Please restate the entries below word for word, leaving out any pictures.

——

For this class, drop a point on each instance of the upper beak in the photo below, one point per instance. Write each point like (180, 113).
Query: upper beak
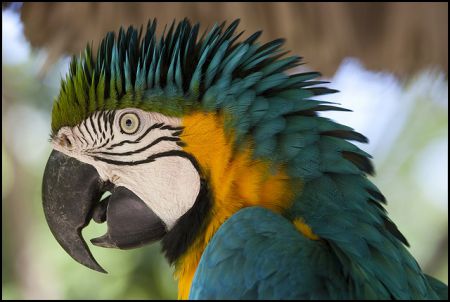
(71, 191)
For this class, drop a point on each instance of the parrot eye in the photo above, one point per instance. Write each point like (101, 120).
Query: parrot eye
(129, 123)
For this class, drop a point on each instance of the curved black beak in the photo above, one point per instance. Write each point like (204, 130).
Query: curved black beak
(71, 191)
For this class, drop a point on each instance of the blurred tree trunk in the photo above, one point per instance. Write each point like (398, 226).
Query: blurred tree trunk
(399, 37)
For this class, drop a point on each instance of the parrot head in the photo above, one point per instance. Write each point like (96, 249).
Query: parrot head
(183, 131)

——

*Reply*.
For this class, drop a point on each instance of the upper beak in the photo below, one point per instance. Write each point like (180, 113).
Query: upper beak
(71, 191)
For this class, drop a point on each instance of the parrot eye in the photo above, one point per instance. Write each point like (101, 120).
Query: parrot eye
(129, 123)
For this class, drop a point on each instance of the curved black beak in the photo above, one point per instance. Write each point like (204, 130).
Query: curved black beak
(71, 191)
For this class, drop a point on each instance of the blurred tree trunk in the photo above, one point per instance. Write each point like (398, 226).
Query: blurred tree trunk
(399, 37)
For this class, drop a point on each instance of the parrot head in the photo above, one point per instance. Write each point like (96, 249).
Query: parrot head
(183, 131)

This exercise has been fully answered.